Stated task » Copy out the listing that follows, exact in every word, and skip the images.

::: Record extracts

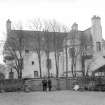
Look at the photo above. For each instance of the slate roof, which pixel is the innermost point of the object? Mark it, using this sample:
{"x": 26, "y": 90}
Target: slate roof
{"x": 31, "y": 39}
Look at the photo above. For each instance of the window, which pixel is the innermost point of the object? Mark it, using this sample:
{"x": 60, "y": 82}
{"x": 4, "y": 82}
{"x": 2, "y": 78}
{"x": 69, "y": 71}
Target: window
{"x": 35, "y": 74}
{"x": 32, "y": 62}
{"x": 98, "y": 46}
{"x": 26, "y": 51}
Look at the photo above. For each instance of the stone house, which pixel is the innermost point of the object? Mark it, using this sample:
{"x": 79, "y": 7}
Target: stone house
{"x": 89, "y": 49}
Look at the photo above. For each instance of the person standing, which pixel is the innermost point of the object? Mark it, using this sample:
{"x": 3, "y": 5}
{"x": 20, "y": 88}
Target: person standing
{"x": 44, "y": 83}
{"x": 49, "y": 84}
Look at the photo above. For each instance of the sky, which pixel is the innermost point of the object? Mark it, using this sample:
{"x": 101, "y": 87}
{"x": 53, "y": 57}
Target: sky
{"x": 64, "y": 11}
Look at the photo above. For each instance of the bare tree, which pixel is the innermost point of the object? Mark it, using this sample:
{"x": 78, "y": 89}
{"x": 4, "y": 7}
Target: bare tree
{"x": 37, "y": 24}
{"x": 15, "y": 45}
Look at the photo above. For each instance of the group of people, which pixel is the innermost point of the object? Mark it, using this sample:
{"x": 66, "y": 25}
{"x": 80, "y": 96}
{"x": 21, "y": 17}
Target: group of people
{"x": 47, "y": 84}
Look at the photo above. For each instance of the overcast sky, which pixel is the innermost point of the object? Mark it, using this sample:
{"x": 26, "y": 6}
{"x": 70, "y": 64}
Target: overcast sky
{"x": 64, "y": 11}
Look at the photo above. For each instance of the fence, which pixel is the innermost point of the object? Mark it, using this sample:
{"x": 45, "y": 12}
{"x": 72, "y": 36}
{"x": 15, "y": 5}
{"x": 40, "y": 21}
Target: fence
{"x": 57, "y": 83}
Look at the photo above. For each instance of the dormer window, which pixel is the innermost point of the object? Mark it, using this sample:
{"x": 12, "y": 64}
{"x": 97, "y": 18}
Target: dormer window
{"x": 26, "y": 51}
{"x": 32, "y": 62}
{"x": 98, "y": 46}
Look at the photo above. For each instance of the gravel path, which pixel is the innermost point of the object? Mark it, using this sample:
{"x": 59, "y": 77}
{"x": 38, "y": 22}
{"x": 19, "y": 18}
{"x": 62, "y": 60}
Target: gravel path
{"x": 53, "y": 98}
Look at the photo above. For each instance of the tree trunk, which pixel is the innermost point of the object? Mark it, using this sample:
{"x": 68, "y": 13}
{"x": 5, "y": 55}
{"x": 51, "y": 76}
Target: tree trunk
{"x": 39, "y": 58}
{"x": 56, "y": 63}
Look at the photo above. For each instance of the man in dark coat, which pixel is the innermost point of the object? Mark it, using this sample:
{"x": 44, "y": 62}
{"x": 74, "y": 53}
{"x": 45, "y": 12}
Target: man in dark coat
{"x": 49, "y": 84}
{"x": 44, "y": 83}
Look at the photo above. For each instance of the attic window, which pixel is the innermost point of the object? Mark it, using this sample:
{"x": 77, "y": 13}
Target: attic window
{"x": 26, "y": 51}
{"x": 98, "y": 46}
{"x": 32, "y": 62}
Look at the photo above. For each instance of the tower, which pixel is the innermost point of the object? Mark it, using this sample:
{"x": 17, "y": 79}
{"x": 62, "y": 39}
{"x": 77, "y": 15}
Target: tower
{"x": 75, "y": 27}
{"x": 8, "y": 26}
{"x": 96, "y": 31}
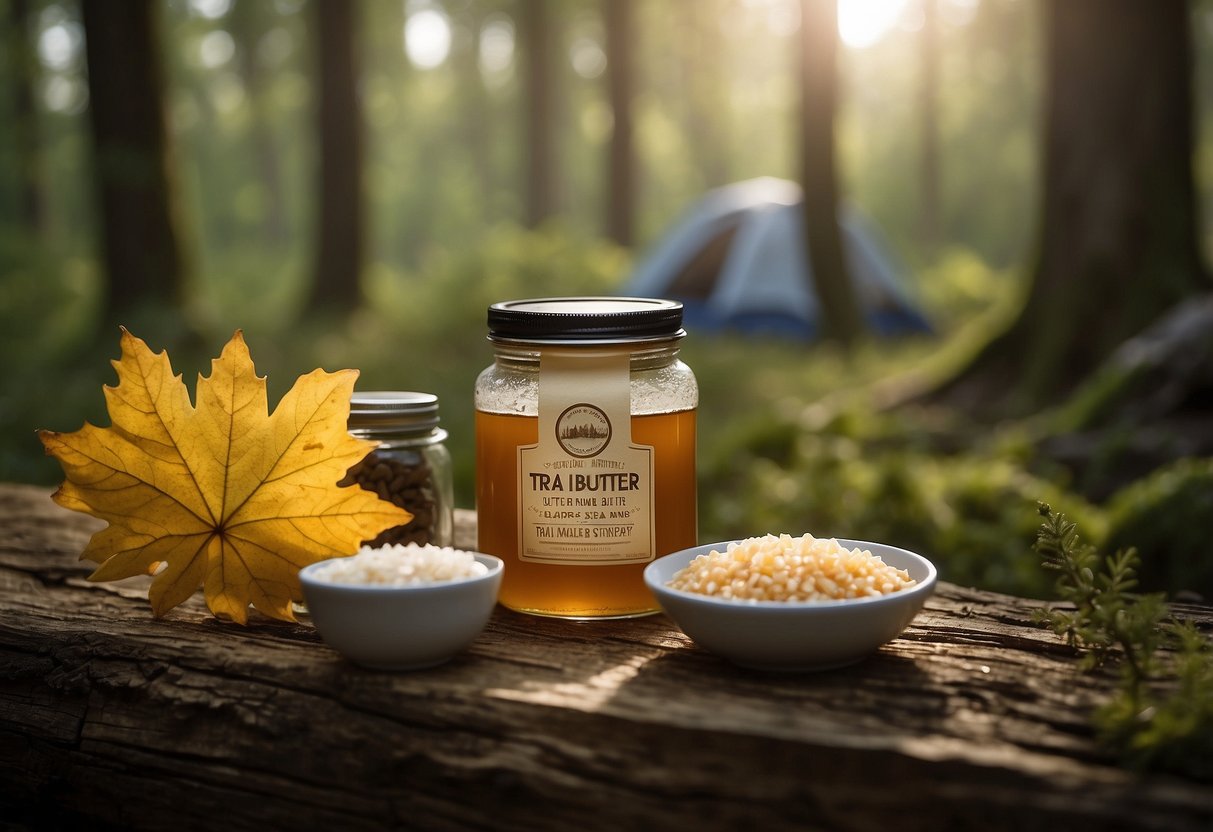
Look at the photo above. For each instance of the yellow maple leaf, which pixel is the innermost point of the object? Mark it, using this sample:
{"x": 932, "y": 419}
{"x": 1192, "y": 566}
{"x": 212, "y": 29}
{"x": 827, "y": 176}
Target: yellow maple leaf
{"x": 222, "y": 494}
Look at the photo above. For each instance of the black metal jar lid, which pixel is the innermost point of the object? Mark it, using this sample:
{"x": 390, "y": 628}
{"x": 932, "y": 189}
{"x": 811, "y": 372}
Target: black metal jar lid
{"x": 393, "y": 411}
{"x": 585, "y": 320}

::::::

Task output »
Look at the photo above. For each instance of the slate roof, which pixel is the innermost point of the object? Mark it, using this sample:
{"x": 26, "y": 90}
Target: slate roof
{"x": 31, "y": 39}
Look at the photo above. For each instance of the window, which pixel is the innermost point of the object? Mark it, using this sample:
{"x": 60, "y": 82}
{"x": 4, "y": 82}
{"x": 2, "y": 78}
{"x": 69, "y": 71}
Target: window
{"x": 35, "y": 74}
{"x": 32, "y": 62}
{"x": 98, "y": 46}
{"x": 26, "y": 51}
Look at the photo above. For each instance of the stone house, which pixel is the innermost point of the object? Mark it, using this sample:
{"x": 79, "y": 7}
Target: stone house
{"x": 89, "y": 49}
Look at the photo above. For each instance of the person standing, which pixel is the innermost point of the object? Mark it, using this sample:
{"x": 3, "y": 5}
{"x": 20, "y": 88}
Target: person standing
{"x": 44, "y": 83}
{"x": 49, "y": 84}
Look at the photo above. For each instance of the sky, which pixel is the innermost point of the object? Mark it, using this sample:
{"x": 101, "y": 87}
{"x": 53, "y": 57}
Target: sky
{"x": 64, "y": 11}
Look at the photo above. For each instance of the bare tree, which pixel is the innermost point of the object? Mark it, using this sample:
{"x": 78, "y": 89}
{"x": 4, "y": 7}
Target: bare tree
{"x": 37, "y": 24}
{"x": 15, "y": 45}
Look at the photo above. For each instance of the group of people, which pixel is the innermost point of the object? Mark it, using this sample:
{"x": 66, "y": 25}
{"x": 80, "y": 96}
{"x": 21, "y": 17}
Target: group of people
{"x": 47, "y": 84}
Look at the photo above. For each instance of the overcast sky, which pixel is the innermost point of the object? Mark it, using this sample:
{"x": 26, "y": 6}
{"x": 70, "y": 64}
Target: overcast sky
{"x": 64, "y": 11}
Look at the photo above. For each instance of the fence, which pixel is the innermost point of the object? Mark it, using this sample:
{"x": 45, "y": 12}
{"x": 72, "y": 36}
{"x": 15, "y": 5}
{"x": 40, "y": 21}
Target: fence
{"x": 57, "y": 83}
Look at the photo above. For each instance of the dormer window, which pixel is the innermost point of the object? Mark it, using this sample:
{"x": 12, "y": 64}
{"x": 97, "y": 18}
Target: dormer window
{"x": 26, "y": 51}
{"x": 32, "y": 62}
{"x": 98, "y": 46}
Look at the photo above. For each instance of the gravel path, which pixel is the innermost point of the object? Mark it, using this sample:
{"x": 59, "y": 77}
{"x": 38, "y": 22}
{"x": 19, "y": 18}
{"x": 62, "y": 60}
Target: gravel path
{"x": 53, "y": 98}
Look at the photo above. For each instance of the tree trunk, which pixel is the innermost point of the object? Mark it, using this sample:
{"x": 68, "y": 13}
{"x": 5, "y": 55}
{"x": 51, "y": 76}
Target: tree trunk
{"x": 39, "y": 58}
{"x": 56, "y": 63}
Look at the photo above. For each instance of the man in dark coat, which pixel is the innermost point of the object? Mark it, using this sample:
{"x": 44, "y": 62}
{"x": 74, "y": 53}
{"x": 45, "y": 12}
Target: man in dark coat
{"x": 49, "y": 84}
{"x": 44, "y": 83}
Look at the photo above. For each instance of the attic window, which pixel is the innermost point of the object? Mark it, using this sample:
{"x": 77, "y": 13}
Target: attic window
{"x": 26, "y": 51}
{"x": 98, "y": 46}
{"x": 32, "y": 62}
Look at the photo above. For each instance of the tower, which pixel is the innermost point of the object? Mark it, using this sample:
{"x": 17, "y": 79}
{"x": 62, "y": 39}
{"x": 77, "y": 15}
Target: tower
{"x": 75, "y": 27}
{"x": 8, "y": 26}
{"x": 96, "y": 31}
Look at the photo above. For each instance of the yellow maple leaf, which pixel is the innermost point of the object? Mark it, using this sample:
{"x": 932, "y": 419}
{"x": 1192, "y": 566}
{"x": 212, "y": 29}
{"x": 827, "y": 176}
Target: yellow maple leaf
{"x": 222, "y": 494}
Look at the photo above. For each instance of the black metal jar lid, which pixel is the innermost point of the object? Mark it, using this sample:
{"x": 390, "y": 628}
{"x": 932, "y": 189}
{"x": 811, "y": 372}
Target: black metal jar lid
{"x": 393, "y": 411}
{"x": 585, "y": 320}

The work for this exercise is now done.